(Entries from a point annotation set)
┌──

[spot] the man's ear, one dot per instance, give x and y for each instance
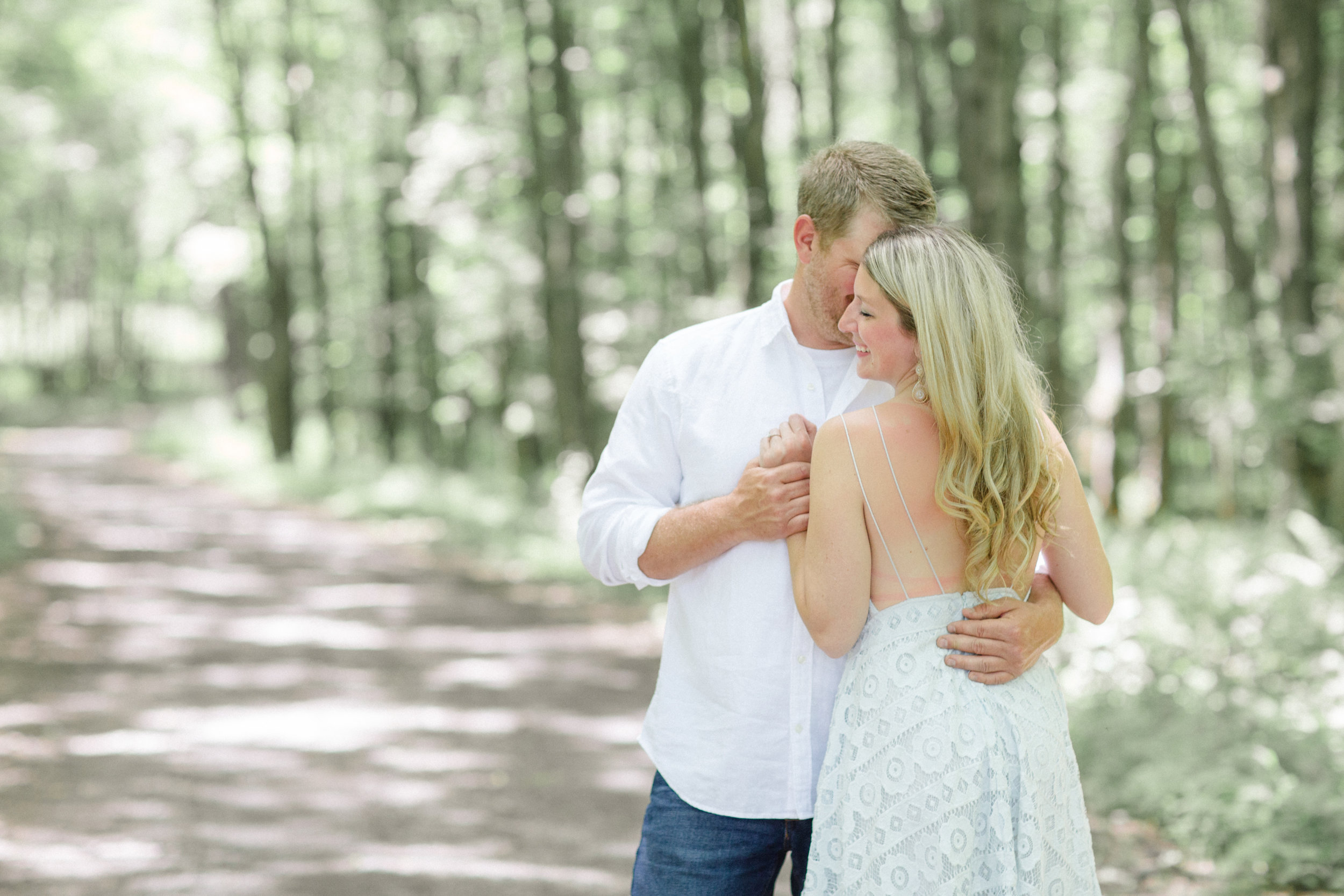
(807, 242)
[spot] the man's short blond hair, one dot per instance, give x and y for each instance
(847, 176)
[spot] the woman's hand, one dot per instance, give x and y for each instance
(789, 442)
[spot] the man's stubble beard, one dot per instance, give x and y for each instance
(819, 308)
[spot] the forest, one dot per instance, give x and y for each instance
(404, 257)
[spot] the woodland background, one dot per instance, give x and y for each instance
(404, 257)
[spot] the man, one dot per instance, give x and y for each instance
(738, 722)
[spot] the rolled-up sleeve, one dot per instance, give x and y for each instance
(638, 478)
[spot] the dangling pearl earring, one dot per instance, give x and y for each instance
(918, 391)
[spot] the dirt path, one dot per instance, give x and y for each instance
(205, 696)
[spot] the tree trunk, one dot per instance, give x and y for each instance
(1054, 303)
(802, 146)
(988, 146)
(910, 61)
(278, 369)
(1293, 38)
(557, 175)
(1121, 198)
(749, 132)
(1240, 265)
(691, 69)
(834, 69)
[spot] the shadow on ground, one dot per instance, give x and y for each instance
(205, 696)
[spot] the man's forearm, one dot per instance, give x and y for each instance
(691, 535)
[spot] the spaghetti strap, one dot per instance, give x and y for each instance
(902, 494)
(864, 493)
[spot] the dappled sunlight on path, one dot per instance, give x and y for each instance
(206, 696)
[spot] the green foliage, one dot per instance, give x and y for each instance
(1211, 703)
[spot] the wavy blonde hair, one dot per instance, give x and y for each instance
(998, 473)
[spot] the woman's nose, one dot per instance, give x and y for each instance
(848, 320)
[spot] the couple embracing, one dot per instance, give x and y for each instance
(850, 660)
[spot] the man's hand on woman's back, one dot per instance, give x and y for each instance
(1000, 640)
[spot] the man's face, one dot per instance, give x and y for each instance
(828, 277)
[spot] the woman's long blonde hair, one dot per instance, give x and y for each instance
(998, 475)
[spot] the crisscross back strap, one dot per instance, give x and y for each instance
(864, 493)
(909, 516)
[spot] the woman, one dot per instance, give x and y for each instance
(921, 507)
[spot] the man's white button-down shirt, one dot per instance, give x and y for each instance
(740, 716)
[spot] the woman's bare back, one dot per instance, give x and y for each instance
(898, 469)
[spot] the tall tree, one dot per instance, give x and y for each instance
(988, 146)
(834, 54)
(910, 62)
(690, 23)
(1238, 261)
(555, 127)
(749, 138)
(278, 367)
(1054, 303)
(1293, 45)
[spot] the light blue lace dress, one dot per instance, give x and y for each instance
(933, 784)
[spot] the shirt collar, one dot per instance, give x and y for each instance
(776, 318)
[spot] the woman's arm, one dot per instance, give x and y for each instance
(831, 562)
(1074, 556)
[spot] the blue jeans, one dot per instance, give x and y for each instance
(689, 852)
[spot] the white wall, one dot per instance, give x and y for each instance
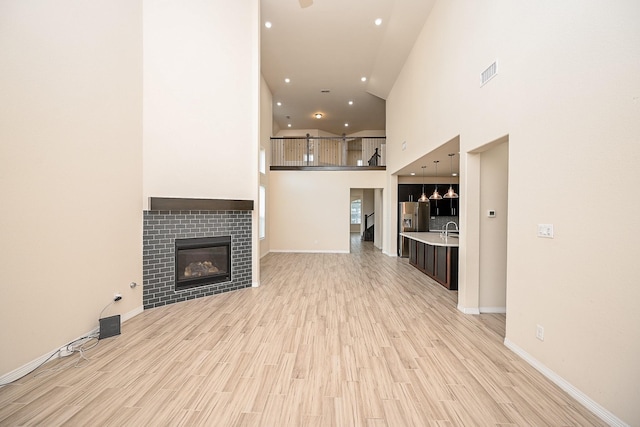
(266, 123)
(201, 94)
(202, 102)
(494, 190)
(309, 211)
(567, 95)
(70, 170)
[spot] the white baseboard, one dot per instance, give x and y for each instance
(585, 400)
(25, 369)
(297, 251)
(493, 310)
(468, 310)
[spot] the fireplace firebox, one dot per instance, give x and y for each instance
(202, 261)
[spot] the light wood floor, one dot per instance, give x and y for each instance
(357, 339)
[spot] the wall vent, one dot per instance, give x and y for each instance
(489, 73)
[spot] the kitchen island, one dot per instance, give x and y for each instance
(435, 255)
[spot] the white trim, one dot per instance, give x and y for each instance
(25, 369)
(294, 251)
(468, 310)
(497, 310)
(585, 400)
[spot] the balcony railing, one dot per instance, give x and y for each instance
(330, 153)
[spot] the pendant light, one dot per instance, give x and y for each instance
(436, 195)
(424, 197)
(451, 194)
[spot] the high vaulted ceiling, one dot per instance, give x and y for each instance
(325, 47)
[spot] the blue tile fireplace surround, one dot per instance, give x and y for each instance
(171, 219)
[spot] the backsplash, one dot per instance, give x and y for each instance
(437, 222)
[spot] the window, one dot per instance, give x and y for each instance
(261, 212)
(356, 211)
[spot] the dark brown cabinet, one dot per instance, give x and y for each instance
(438, 262)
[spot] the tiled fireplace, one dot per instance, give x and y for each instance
(171, 222)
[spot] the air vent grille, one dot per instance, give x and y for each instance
(489, 73)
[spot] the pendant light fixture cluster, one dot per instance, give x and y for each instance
(436, 195)
(423, 197)
(451, 194)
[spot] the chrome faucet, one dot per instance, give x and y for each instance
(446, 228)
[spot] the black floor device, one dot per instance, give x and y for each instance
(109, 326)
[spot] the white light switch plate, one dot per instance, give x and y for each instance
(545, 230)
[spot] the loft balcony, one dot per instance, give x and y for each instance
(328, 153)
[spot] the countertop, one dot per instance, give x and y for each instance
(432, 238)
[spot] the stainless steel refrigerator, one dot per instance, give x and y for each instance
(412, 216)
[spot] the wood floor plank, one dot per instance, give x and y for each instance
(356, 339)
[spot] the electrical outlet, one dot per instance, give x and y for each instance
(545, 230)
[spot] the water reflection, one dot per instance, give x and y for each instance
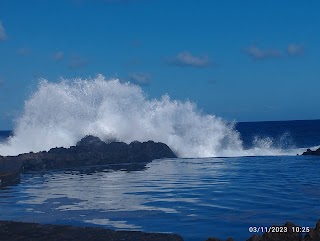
(192, 197)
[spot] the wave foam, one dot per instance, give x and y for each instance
(60, 114)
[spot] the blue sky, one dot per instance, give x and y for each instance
(241, 60)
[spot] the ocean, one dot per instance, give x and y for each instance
(194, 197)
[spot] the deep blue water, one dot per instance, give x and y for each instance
(196, 198)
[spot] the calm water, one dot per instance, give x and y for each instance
(195, 198)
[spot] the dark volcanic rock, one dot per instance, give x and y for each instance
(91, 151)
(309, 152)
(17, 231)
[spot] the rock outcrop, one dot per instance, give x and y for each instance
(17, 231)
(309, 152)
(90, 151)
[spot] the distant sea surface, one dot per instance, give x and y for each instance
(196, 198)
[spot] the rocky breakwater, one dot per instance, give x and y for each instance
(309, 152)
(18, 231)
(89, 151)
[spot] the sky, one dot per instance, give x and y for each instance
(250, 60)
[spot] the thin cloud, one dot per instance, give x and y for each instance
(186, 59)
(3, 35)
(58, 56)
(77, 62)
(24, 51)
(258, 53)
(140, 78)
(295, 50)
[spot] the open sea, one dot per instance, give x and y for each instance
(194, 197)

└──

REQUIREMENTS: Convert the lines from the one containing "[spot] the shadow" up to and including the one containing "(1211, 703)" into a two-column CSV with the headers text and answer, giving one row for each line that begins with "[spot]". Put each value in a quoted field, with any line breaks replaced by spaces.

SOLUTION TO THIS TASK:
text,answer
"[spot] the shadow on ground, one dot per instance, give x and y for each instance","(205, 696)"
"[spot] the man's forearm, one dot per instance, give x and y for each instance","(691, 535)"
"[spot] the spaghetti strap, one dot per instance, give x and y for each instance","(902, 494) (864, 493)"
"[spot] the dappled sunlight on path, one dot per instance, give x and y for each instance","(206, 696)"
"[spot] the green foliage, one dot per instance, give x and y for each instance","(1211, 703)"